[Items stored from a collection]
>>>>>

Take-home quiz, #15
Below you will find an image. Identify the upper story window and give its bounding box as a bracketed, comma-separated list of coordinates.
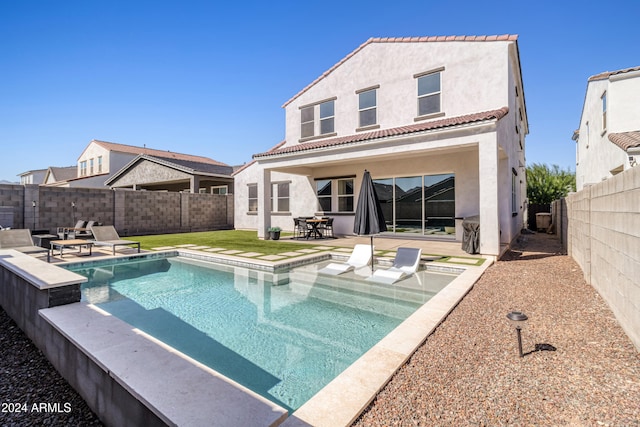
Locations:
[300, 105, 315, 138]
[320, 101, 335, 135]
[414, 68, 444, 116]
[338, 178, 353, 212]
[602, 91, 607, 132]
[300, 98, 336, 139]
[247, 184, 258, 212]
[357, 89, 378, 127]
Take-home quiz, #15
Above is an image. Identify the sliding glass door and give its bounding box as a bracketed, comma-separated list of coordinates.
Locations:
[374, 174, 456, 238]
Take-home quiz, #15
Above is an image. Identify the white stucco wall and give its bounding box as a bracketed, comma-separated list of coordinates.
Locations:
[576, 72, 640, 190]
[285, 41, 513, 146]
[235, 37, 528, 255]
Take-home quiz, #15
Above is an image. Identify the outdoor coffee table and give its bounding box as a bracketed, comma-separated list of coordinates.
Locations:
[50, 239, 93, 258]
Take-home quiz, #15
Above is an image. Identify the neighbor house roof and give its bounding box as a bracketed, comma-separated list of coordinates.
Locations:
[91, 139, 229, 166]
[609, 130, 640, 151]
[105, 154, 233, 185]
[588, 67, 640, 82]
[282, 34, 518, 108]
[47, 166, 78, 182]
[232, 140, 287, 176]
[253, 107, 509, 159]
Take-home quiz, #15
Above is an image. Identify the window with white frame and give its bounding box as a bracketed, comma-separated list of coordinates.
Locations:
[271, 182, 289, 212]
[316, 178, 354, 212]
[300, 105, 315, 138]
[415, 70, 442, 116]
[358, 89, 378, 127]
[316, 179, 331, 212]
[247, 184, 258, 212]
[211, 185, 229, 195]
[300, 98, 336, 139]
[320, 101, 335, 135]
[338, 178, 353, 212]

<<<<<
>>>>>

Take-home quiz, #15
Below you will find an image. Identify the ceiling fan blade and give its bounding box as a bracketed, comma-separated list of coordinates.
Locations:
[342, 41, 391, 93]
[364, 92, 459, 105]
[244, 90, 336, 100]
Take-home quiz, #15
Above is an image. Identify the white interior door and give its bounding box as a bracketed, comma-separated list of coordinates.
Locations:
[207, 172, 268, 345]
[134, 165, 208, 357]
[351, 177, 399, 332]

<<<<<

TASK STATEMENT |
Gather every line in the records above that contains the word "window", and copy each of those lines in full.

COMPLETE ANSWER |
Below you will find an image. Identify the upper story window and give its bounding box as a bracketed, comma-separated list of coordinates.
Above is an image. Identify the window with white frame and give its bounding box as a bracketed, comma-separated list of coordinates.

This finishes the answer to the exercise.